══ Listed entries ══

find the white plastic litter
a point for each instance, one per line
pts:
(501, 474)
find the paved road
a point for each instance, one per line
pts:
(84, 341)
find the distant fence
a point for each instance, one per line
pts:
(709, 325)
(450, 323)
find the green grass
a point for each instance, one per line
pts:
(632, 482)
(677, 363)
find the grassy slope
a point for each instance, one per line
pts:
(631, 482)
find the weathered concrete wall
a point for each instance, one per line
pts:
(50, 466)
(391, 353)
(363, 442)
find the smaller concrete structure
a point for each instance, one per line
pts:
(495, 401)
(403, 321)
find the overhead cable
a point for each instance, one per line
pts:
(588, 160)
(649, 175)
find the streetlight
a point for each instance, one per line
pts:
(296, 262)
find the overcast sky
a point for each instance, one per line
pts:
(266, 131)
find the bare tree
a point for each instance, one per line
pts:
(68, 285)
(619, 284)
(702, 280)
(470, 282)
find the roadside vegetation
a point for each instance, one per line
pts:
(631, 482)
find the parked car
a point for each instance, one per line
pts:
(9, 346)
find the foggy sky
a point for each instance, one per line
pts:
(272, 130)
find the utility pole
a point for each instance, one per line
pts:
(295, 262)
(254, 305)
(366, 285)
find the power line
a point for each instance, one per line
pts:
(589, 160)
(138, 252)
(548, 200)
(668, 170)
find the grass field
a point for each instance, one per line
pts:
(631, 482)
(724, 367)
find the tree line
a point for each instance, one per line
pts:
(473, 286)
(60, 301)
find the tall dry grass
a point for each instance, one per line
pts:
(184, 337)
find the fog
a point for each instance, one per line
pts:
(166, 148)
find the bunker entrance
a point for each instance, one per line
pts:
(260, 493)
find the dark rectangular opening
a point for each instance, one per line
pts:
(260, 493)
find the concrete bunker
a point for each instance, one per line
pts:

═══

What is required —
Rewrite the listing above, changing each "concrete" to "cement" and keeping everything else the same.

Solution to this task —
find the white plastic litter
a point for each instance, one per line
pts:
(501, 474)
find the paved road
a point for each instance, one per line
pts:
(84, 341)
find the distant fence
a point for each instance, one per line
pts:
(709, 325)
(450, 323)
find the green grass
a point for each instance, one per line
pts:
(632, 482)
(677, 363)
find the grassy slope
a point for each instance, one per line
pts:
(631, 482)
find the weathered cement wall
a point for each instance, one per line
pts:
(50, 466)
(391, 353)
(363, 442)
find the smaller cement structure
a point for each instance, one per line
pts:
(495, 401)
(403, 321)
find the overhead cable
a point for each instance, one per line
pts:
(588, 160)
(649, 175)
find the streetlight
a point for each instance, one per line
pts:
(296, 262)
find the overcast sky
a point for each instance, one per line
pts:
(266, 131)
find the bare tree
a point for each instance, one per line
pts:
(68, 285)
(619, 284)
(702, 280)
(470, 282)
find the roadside vegetation
a point for each instance, one per line
pts:
(631, 482)
find the parked car
a point for each instance, one per line
pts:
(9, 346)
find the foggy sky
a point for each instance, one per line
pts:
(272, 130)
find the utility pole
a point for each instance, one per line
pts:
(295, 262)
(254, 305)
(366, 285)
find the power line
a point for each instance, one per line
pts:
(589, 160)
(138, 252)
(548, 200)
(668, 170)
find the grass field
a point for each instance, one per line
pts:
(631, 482)
(724, 367)
find the tree line
a point for each instance, one per line
pts:
(473, 286)
(60, 301)
find the tall dry grass
a point for each instance, one per line
pts:
(184, 337)
find the fog
a point for each instance, one per line
pts:
(166, 148)
find the bunker entrance
a point for each instance, one per line
pts:
(260, 493)
find the dark rectangular opening
a point for each instance, one per line
pts:
(260, 493)
find the cement bunker
a point for each instance, one per line
pts:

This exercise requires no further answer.